• _What to produce_:
Print the lines between the one holding "Return the mask of every instance of the green" and the one holding "POLYGON ((6 53, 9", inclusive, reproducing them with no changes.
## start Raw data
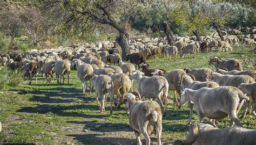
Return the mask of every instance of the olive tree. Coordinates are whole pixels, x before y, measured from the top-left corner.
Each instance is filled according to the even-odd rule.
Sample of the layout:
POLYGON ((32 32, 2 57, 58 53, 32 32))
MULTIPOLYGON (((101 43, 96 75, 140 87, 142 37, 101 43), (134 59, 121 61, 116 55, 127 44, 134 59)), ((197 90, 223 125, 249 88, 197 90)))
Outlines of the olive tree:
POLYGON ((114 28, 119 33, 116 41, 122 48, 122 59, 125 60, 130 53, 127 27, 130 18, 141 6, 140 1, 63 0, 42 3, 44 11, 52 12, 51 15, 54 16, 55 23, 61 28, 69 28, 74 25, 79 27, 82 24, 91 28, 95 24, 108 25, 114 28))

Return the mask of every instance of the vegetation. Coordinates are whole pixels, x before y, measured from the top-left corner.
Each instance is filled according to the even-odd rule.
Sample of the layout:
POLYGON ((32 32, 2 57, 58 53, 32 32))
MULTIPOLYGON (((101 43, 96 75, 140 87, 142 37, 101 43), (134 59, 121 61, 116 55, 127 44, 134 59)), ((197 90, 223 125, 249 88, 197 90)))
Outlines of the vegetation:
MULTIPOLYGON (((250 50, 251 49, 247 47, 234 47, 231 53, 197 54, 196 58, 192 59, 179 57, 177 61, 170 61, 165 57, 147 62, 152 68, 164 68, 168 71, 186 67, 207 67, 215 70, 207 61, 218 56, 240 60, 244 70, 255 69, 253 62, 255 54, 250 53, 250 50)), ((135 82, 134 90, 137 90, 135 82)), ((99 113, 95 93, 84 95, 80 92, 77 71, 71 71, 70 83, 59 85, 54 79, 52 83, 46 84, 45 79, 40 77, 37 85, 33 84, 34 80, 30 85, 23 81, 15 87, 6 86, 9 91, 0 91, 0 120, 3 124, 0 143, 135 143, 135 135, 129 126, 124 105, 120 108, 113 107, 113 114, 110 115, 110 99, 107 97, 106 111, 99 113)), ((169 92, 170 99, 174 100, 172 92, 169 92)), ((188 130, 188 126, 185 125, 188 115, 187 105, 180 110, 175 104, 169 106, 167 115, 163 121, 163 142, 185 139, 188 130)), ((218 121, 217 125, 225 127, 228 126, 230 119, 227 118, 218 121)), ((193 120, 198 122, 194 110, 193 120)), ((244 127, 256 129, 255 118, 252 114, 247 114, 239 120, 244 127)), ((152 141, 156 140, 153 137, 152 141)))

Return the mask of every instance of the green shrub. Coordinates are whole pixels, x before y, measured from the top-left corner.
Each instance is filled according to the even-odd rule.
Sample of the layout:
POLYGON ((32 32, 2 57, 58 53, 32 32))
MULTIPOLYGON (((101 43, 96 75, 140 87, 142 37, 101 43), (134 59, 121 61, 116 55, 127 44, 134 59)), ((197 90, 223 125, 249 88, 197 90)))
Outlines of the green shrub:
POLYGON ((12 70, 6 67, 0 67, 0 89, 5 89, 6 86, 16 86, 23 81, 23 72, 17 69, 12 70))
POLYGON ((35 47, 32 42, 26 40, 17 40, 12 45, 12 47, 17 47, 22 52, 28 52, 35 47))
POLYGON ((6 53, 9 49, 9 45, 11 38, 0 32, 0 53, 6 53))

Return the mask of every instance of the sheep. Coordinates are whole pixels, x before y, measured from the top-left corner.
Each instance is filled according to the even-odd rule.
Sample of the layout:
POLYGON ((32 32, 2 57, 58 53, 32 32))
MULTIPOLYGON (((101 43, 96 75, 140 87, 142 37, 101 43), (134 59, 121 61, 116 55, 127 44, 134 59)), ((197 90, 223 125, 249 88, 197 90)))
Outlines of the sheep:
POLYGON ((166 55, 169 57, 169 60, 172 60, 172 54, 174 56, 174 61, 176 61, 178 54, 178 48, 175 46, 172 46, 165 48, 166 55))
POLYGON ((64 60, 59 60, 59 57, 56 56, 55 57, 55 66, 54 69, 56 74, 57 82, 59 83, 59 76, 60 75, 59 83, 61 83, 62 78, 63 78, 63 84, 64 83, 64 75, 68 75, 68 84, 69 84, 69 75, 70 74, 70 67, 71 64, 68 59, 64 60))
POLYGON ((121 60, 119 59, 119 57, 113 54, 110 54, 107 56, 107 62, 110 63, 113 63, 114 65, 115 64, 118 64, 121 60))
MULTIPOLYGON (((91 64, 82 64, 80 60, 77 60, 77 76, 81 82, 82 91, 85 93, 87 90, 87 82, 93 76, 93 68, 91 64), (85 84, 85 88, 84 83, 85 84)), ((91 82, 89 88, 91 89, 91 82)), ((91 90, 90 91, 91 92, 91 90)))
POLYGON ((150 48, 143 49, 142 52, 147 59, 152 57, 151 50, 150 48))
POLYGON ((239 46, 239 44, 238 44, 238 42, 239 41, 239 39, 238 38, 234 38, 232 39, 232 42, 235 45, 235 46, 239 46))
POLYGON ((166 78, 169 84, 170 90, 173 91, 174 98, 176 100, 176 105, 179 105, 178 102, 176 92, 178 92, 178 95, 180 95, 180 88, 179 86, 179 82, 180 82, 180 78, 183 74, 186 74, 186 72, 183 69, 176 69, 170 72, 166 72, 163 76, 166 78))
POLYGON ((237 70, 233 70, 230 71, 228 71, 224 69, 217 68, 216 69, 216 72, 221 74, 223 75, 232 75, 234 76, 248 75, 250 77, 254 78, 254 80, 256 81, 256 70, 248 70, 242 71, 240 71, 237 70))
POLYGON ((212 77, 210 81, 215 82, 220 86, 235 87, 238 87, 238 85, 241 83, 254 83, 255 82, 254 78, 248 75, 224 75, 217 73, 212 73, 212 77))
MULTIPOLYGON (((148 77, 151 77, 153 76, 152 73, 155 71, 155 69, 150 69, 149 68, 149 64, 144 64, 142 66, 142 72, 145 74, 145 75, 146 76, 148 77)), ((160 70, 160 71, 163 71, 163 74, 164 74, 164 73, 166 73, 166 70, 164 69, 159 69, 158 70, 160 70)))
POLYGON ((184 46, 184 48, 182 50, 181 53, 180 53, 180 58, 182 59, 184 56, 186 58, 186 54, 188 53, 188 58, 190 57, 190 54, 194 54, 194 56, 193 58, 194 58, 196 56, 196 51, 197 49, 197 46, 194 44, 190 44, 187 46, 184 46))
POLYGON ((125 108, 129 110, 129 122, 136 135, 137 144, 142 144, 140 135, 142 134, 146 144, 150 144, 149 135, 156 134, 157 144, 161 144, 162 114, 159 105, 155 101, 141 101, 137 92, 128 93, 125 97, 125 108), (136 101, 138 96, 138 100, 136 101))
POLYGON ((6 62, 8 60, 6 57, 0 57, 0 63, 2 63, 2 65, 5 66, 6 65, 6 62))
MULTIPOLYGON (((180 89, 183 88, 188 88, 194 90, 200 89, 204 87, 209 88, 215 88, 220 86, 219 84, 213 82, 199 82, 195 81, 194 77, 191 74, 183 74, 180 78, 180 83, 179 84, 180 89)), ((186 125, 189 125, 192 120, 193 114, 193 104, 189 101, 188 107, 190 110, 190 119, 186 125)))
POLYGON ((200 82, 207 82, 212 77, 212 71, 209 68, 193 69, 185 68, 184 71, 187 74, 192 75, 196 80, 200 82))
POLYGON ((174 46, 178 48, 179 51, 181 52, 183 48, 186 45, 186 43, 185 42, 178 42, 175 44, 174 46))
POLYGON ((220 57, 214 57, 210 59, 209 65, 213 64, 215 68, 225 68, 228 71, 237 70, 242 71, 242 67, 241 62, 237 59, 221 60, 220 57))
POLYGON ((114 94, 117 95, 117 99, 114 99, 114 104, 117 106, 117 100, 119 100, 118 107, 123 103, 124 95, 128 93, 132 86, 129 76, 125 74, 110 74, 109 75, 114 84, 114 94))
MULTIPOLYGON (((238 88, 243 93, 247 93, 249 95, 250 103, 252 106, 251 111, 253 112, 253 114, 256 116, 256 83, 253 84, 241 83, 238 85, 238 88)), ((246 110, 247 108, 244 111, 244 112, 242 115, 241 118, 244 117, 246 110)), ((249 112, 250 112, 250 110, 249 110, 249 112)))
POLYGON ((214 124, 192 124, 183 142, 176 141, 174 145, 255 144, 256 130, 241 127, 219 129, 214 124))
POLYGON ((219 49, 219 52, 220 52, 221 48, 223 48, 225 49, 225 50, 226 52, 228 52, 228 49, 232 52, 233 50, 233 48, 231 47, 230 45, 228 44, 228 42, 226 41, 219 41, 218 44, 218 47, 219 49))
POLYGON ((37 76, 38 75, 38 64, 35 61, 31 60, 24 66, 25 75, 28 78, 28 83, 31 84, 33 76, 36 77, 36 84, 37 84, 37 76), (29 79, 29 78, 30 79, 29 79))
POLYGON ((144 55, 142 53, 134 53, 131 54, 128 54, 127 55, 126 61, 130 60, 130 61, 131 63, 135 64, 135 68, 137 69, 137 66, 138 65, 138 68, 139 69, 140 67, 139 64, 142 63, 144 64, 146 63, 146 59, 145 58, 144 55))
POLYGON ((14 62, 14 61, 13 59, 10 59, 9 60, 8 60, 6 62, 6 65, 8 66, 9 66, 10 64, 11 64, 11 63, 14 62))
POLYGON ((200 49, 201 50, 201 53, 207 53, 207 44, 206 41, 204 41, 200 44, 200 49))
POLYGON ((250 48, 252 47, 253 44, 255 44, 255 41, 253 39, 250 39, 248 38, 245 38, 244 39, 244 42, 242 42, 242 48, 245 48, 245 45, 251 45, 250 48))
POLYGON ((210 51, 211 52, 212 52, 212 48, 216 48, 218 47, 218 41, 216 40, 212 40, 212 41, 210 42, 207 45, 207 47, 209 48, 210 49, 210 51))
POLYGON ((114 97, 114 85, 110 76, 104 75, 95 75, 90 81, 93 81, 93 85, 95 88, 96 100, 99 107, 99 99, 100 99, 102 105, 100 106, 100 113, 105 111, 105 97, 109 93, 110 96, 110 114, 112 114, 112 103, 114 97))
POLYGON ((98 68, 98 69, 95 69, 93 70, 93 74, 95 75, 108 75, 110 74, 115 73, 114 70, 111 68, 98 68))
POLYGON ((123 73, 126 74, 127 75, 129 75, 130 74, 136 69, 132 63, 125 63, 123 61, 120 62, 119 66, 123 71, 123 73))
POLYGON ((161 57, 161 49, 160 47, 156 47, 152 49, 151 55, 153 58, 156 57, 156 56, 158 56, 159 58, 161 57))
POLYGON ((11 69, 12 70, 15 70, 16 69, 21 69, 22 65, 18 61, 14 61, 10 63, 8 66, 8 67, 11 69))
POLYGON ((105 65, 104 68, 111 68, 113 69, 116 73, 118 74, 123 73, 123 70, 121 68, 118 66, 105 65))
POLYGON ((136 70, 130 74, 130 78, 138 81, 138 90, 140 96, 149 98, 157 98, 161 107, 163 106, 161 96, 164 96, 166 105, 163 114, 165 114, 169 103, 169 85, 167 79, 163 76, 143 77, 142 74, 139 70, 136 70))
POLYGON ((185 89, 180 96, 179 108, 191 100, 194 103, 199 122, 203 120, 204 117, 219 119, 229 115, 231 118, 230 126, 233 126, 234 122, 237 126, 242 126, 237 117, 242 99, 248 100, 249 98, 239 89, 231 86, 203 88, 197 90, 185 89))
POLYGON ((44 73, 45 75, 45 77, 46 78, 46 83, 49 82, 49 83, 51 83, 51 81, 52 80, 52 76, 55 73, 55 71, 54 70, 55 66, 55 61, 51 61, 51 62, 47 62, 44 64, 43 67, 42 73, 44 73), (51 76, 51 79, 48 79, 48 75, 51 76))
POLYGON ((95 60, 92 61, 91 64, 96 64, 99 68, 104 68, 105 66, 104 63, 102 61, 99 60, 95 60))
## end Raw data
• _Written reply_:
Return the mask of every instance of the green shrub. Coordinates are whole pixels, x before y, measured from the top-left corner.
Each instance is filled according to the even-odd rule.
Sample of the layout:
POLYGON ((32 32, 2 57, 58 53, 32 32))
MULTIPOLYGON (((101 43, 96 75, 140 87, 142 37, 101 43), (134 59, 121 61, 116 55, 127 44, 134 59)), ((197 90, 223 125, 249 88, 197 90)))
Outlines of the green shrub:
POLYGON ((12 70, 6 67, 0 67, 0 89, 5 89, 6 86, 16 86, 23 81, 23 72, 17 69, 12 70))
POLYGON ((35 47, 32 42, 26 40, 17 40, 12 45, 12 47, 17 47, 22 52, 28 52, 35 47))
POLYGON ((6 53, 9 49, 9 45, 11 38, 0 32, 0 53, 6 53))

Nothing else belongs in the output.